##### PAGE EXTRACT #####

We may not like it, but we simply have to accept that because of choices that were made (rightly or wrongly) at the level of higher strategy, the real start of the rebuilding of national institutions in Afghanistan was retarded, and probably should really be dated at the earliest from 2005, around the time of Karzai's election, not 2002: two full years after the start of similar American efforts in Iraq. And recall Iraq's real low point, its worst year (so far) was 2007. Which is, my now-somewhat-informed guess is saying, about where we are in Afghanistan today: the dark before the dawn. That's not to say it couldn't get still worse -- we could absolutely still mess this up -- for as Gates takes pains to say, the enemy has yet to cast his vote. But any expectations we should have been doing much better, specifically in security-force-building at this point, given the paucity of resources assigned to the problem in its earliest years, are simply unrealistic.
May 15, 2009
Ralph Peters, poser
Foust says all worth saying about the latest typically content-free column from ex-officer and Tom Clancy wannabe Ralph Peters. But this quote from the old poser did make me laugh:
"We turned the blood tide during the hours of darkness, while journalists snored in their bunks."
Remember, we're the main effort
One of the running gags with the mentoring teams I worked with was for someone to say, after hearing about some lack of key supplies or equipment, or some new manning shortfall, or some new piece of gear that had been issued to everyone in the battle group or the rear echelon that hadn't yet even been ordered for us, "remember, mentoring is the main effort now." We never got tired of that.
Which is why I wasn't at all surprised to read that an American ETT is a little concerned about the quality of their replacements.
Hey, I was lucky in both my co-workers and my successors. But no one from any army I worked with in the mentoring game thought they were either well-supported or even much respected by their own chains of command. This went far beyond usual soldier-griping. Consistently, our biggest obstacle to achieving our mission wasn't the Afghan army, or even the insurgency. Mentoring Afghan security forces, which we may claim is our main effort, is simply not being resourced proportionately to the requirement.
In the movie "Lawrence of Arabia," General Murray, the first British commander in Egypt, calls the Arab Revolt, in justifying his own under-resourcing, "a sideshow of a sideshow": the least important component of a secondary theatre of war. We may not have had much else in common with T.E. Lawrence, other than maybe in our daydreams, but until recently, with Iraq as the Americans' main event, mentoring indigenous security forces in the Afghan theatre has had something like a similar feel.

#####

## SHORT PROBLEM A:
Duplicate the passage on Afghan security forces from "In the movie" up to and including "a similar feel.".

##### DATA FOR THIS EXERCISE #####

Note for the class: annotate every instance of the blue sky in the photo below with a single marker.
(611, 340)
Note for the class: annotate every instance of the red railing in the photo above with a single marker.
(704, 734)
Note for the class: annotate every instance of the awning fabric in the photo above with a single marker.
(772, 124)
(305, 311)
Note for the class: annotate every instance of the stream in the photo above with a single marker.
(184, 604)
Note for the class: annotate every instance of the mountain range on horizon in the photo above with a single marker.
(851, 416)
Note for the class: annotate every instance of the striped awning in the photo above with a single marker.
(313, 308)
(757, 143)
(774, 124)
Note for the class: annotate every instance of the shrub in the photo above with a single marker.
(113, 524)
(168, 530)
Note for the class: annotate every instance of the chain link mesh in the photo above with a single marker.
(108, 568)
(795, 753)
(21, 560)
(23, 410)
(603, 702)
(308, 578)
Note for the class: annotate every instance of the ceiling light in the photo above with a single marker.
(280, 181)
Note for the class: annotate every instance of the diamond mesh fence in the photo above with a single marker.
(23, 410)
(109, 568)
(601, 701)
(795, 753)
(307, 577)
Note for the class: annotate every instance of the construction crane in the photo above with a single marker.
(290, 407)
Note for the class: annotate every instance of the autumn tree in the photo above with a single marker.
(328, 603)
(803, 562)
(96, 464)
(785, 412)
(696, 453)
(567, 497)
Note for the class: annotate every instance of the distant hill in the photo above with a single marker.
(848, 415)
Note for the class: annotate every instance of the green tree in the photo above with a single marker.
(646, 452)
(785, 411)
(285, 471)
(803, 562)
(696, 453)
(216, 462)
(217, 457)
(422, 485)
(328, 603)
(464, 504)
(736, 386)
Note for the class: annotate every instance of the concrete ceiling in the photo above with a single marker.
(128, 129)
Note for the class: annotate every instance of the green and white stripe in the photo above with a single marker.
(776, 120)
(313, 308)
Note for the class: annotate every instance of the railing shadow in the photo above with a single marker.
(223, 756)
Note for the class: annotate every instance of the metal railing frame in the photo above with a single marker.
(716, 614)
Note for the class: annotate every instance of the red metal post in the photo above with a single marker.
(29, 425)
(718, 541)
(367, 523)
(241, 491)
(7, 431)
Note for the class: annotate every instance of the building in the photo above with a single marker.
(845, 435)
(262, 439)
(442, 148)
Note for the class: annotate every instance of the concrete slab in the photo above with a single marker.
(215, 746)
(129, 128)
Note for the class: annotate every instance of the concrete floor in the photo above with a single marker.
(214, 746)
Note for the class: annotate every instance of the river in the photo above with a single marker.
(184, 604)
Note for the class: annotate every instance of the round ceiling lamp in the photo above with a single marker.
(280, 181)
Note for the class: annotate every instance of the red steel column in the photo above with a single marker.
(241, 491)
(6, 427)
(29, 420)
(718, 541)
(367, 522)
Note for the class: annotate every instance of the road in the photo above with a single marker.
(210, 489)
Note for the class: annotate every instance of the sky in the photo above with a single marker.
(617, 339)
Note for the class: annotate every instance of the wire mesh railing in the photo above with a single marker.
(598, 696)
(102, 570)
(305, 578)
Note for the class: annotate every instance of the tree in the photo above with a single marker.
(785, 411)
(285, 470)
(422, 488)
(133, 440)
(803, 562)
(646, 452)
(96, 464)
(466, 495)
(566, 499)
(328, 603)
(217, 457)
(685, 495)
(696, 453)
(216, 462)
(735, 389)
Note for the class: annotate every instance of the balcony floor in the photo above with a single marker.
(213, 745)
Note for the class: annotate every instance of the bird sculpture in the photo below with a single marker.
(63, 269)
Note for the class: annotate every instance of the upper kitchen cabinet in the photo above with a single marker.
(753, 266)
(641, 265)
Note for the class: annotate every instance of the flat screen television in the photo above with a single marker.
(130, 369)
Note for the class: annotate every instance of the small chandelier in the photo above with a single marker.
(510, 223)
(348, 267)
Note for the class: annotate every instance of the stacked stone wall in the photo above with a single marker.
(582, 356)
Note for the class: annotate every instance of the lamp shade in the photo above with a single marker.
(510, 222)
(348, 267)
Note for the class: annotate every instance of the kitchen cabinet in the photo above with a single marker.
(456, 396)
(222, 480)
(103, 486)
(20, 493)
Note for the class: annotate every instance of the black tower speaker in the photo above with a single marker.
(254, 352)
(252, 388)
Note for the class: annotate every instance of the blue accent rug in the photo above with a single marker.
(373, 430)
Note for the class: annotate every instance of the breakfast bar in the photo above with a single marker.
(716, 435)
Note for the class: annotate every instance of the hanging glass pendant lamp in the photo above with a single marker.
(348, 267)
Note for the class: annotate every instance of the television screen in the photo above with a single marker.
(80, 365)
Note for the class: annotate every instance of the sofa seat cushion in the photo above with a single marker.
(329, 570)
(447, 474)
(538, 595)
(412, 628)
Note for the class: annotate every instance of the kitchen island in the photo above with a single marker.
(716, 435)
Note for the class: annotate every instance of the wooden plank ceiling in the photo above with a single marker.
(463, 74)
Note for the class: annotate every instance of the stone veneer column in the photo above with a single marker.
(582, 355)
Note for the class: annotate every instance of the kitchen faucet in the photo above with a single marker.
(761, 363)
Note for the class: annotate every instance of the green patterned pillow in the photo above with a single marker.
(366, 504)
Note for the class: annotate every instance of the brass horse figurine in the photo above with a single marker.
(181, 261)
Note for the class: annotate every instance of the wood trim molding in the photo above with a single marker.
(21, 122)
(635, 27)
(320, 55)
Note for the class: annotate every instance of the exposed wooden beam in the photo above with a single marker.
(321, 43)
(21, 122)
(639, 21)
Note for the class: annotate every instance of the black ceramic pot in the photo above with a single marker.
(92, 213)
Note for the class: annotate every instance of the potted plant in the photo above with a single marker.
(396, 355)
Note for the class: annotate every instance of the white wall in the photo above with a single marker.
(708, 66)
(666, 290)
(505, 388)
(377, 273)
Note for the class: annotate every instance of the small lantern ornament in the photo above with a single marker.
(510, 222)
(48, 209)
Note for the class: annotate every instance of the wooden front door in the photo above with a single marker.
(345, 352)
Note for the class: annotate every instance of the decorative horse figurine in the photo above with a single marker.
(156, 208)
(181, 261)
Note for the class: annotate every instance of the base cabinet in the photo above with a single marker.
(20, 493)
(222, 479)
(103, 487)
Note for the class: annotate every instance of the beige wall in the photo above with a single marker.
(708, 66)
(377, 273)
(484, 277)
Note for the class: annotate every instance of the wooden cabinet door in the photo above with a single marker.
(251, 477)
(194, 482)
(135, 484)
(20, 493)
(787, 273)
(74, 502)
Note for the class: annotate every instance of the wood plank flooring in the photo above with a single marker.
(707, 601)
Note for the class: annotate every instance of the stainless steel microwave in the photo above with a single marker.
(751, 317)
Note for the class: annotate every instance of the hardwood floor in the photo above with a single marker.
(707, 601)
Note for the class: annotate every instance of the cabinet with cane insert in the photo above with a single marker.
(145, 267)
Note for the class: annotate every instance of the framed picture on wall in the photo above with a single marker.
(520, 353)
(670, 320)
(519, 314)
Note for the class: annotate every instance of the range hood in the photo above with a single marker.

#####

## SHORT PROBLEM B:
Find every line in the records that contains the string "railing" and copy each of those lines. Case counts when matching.

## COMPLETE OUTPUT A:
In the movie "Lawrence of Arabia," General Murray, the first British commander in Egypt, calls the Arab Revolt, in justifying his own under-resourcing, "a sideshow of a sideshow": the least important component of a secondary theatre of war. We may not have had much else in common with T.E. Lawrence, other than maybe in our daydreams, but until recently, with Iraq as the Americans' main event, mentoring indigenous security forces in the Afghan theatre has had something like a similar feel.

## COMPLETE OUTPUT B:
Note for the class: annotate every instance of the red railing in the photo above with a single marker.
Note for the class: annotate every instance of the railing shadow in the photo above with a single marker.
Note for the class: annotate every instance of the metal railing frame in the photo above with a single marker.
Note for the class: annotate every instance of the wire mesh railing in the photo above with a single marker.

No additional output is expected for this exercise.